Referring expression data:

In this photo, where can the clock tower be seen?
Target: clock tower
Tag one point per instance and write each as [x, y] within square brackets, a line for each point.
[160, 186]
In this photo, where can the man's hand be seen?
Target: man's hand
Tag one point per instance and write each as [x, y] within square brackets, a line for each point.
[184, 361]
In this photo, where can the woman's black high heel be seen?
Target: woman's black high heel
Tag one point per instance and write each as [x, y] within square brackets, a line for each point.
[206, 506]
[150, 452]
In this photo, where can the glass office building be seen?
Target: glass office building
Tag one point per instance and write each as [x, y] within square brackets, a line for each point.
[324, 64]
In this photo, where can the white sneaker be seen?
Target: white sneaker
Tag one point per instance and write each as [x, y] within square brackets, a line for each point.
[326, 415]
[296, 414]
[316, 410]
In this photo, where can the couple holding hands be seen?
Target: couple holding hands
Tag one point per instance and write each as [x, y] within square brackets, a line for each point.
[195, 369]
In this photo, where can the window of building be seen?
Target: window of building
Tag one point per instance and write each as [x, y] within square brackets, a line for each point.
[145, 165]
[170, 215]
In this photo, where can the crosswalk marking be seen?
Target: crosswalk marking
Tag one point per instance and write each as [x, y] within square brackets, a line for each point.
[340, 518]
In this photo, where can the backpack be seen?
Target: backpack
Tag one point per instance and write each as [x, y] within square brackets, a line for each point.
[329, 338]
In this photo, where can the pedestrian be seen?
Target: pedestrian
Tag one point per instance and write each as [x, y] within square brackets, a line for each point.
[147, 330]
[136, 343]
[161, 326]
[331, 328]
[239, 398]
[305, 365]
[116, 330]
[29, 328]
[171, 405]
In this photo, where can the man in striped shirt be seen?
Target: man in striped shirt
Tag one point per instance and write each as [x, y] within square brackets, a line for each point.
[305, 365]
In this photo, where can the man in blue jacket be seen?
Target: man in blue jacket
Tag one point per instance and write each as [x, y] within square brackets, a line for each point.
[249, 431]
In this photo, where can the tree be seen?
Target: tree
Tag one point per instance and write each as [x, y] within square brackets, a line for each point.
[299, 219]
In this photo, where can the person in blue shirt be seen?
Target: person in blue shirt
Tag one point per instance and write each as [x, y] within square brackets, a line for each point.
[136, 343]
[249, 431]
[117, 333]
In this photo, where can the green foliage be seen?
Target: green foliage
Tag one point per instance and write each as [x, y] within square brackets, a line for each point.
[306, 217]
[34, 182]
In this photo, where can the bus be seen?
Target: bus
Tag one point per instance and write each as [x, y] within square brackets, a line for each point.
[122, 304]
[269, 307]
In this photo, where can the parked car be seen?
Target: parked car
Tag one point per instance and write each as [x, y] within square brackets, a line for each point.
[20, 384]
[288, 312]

DIRECTIONS: Would you show every line in the data above that contains the string "marking"?

EXERCISE OUTPUT:
In this photo, where can the crosswalk marking be seen?
Target: crosswalk marking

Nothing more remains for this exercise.